-- Exercise task 1 --
In the kernel bug report, restate the paragraph beginning "I had problems with my network for hours today" as a short list that keeps its main facts.
-- Exercise task 2 --
Carry on the kernel bug report from the point where it ends.

-- Document text --
----

Gentoo Websites Logo
Go to: Gentoo Home Documentation Forums Lists Bugs Planet Store Wiki Get Gentoo!

Bug 25597

Summary: 2.4.20-gentoo-r5 never sees SYN/ACK for SYN it sent
Product: Gentoo Linux Reporter: seatec-astronomy
Component: [OLD] Core systemAssignee: x86-kernel (DEPRECATED) <x86-kernel>
Status: VERIFIED WORKSFORME    
Severity: blocker CC: steel300
Priority: Highest    
Version: unspecified   
Hardware: x86   
OS: Linux   
Whiteboard:
Package list:
Runtime testing required: ---
Attachments: linux-2.4.20-gentoo-r5 config
linux-2.4.20-gentoo-r5 config
Even MORE simple link detection.

Description seatec-astronomy 2003-07-30 17:29:13 UTC
I had problems with my network for hours today. While ping(icmp) and dns(udp)
worked fine, tcp did not. The best impression will give you my post to the forums. 
http://forums.gentoo.org/viewtopic.php?t=71122&highlight=seatec&sid=ba5f8d5dea55da725d4e93c0460b9dda
In the end I fixed it by replacing the 2.4.20-gentoo-r5 with a vanilla 2.4.20.
After booting the new kernel everything was back to normal. The problem was:
When I sent a SYN into the internet, my gentoo never "saw" the SYN/ACK. It got
delivered(I sniffed the lan, it was definitively delivered to the gentoo), but
sniffing locally on that problematic gentoo machine, I noticed it never showed
up. Apparently the kernel threw it away. The NIC is an onboard 3com 3c940
gigabit ethernet. The driver was included in the kernel sources. I already had
the network up and wrking with that kernel. I have absolutely no clue why it
stopped working.

----

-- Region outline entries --
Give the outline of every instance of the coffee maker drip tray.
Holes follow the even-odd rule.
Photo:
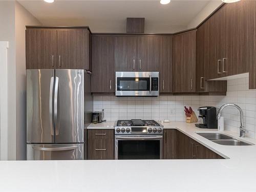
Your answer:
[[[195,124],[196,127],[198,127],[198,128],[201,128],[201,129],[207,129],[207,126],[206,125],[205,125],[204,124]]]

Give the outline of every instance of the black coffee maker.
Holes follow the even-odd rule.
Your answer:
[[[218,129],[218,119],[216,108],[201,106],[198,108],[199,116],[203,119],[202,124],[196,124],[196,126],[202,129]]]

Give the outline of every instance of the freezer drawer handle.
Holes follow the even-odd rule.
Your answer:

----

-- Task response 1 --
- Network trouble lasted for hours: ping (ICMP) and DNS (UDP) worked, but TCP did not.
- The reporter's forum post gives the best picture of the problem.
- When the machine sent a SYN to the internet, it never saw the SYN/ACK.
- Sniffing the LAN showed the SYN/ACK was delivered to the machine, but local sniffing never showed it, so the kernel apparently discarded it.
- The NIC is an onboard 3com 3c940 gigabit ethernet, with its driver included in the kernel sources.
- The network had worked with that kernel before, and the reporter has no idea why it stopped.
- Replacing 2.4.20-gentoo-r5 with a vanilla 2.4.20 kernel fixed the problem.

-- Task response 2 --
(I'm trying to give accurate information in few sentences. But this is my first
post to any bugzilla. I'm sorry if I couldn't satisfy your requests for information)
Comment 1 Tim Yamin (RETIRED) gentoo-dev 2003-08-26 15:20:53 UTC
Do you get this with -r6? Are you using any netfilter software/firewall/blah, is anything like that enabled/built as modules in your kernel?
Comment 2 seatec-astronomy 2003-08-26 16:19:53 UTC
I know it sounds like, but there was no firewall of any sort in between. The only thing I know is that the machine sent out syns, and never saw the syn/acks that actually came back. I still have that kernel config+src. Right now I'm still using a 2.4.20, but will update these days. So I didn't test -r6 yet.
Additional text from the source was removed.